## EXERCISE REQUIREMENTS
Rewrite everything from the line containing "white sleeveless shirt" down to the end of the entries, substituting "exposed" for "bare" and leaving all else unchanged.

◇ ◇ ◇ ◇

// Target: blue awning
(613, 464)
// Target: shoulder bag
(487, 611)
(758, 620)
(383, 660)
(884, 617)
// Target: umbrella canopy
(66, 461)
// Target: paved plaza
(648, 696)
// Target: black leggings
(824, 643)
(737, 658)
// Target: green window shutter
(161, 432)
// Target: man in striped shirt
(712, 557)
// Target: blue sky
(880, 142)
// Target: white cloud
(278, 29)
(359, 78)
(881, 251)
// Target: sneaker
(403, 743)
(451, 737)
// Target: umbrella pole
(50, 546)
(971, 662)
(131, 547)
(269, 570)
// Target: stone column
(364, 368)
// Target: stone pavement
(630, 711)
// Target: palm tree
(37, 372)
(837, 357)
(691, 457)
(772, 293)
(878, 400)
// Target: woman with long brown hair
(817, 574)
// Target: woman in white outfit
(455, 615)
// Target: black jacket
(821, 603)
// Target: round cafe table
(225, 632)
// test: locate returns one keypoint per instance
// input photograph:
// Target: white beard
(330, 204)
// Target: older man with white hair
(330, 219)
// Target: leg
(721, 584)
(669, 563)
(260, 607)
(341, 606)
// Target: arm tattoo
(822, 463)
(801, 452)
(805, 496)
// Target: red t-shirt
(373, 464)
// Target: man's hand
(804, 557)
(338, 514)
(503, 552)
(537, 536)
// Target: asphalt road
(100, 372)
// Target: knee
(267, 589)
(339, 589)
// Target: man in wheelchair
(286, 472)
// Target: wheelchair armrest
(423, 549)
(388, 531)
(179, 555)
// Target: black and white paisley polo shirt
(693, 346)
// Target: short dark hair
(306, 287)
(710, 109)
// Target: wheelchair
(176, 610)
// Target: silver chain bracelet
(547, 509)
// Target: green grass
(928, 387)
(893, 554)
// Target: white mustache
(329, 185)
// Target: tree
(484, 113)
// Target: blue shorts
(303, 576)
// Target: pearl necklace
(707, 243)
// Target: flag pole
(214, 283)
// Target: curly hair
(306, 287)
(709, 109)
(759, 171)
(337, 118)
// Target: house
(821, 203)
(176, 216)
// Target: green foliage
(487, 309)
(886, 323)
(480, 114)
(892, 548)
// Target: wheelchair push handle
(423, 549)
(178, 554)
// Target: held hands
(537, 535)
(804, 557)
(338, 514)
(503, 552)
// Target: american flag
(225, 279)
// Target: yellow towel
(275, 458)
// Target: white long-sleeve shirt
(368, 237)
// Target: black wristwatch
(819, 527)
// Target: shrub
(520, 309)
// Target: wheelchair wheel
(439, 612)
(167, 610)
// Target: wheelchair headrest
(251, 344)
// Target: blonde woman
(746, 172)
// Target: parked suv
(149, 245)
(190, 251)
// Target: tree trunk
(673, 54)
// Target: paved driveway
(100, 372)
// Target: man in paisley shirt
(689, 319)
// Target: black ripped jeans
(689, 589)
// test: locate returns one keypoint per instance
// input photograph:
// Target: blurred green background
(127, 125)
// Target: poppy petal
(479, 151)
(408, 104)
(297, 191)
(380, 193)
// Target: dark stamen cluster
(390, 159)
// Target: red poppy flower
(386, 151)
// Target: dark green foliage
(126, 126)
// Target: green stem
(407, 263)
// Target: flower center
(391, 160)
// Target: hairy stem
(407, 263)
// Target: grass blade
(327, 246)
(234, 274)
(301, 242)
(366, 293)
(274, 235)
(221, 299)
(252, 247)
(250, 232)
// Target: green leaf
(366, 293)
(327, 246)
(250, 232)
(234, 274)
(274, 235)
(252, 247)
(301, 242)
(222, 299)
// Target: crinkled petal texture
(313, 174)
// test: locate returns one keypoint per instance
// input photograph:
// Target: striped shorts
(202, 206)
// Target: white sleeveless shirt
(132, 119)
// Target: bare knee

◇ ◇ ◇ ◇

## OUTPUT FOR THIS TASK
// Target: white sleeveless shirt
(132, 119)
// Target: exposed knee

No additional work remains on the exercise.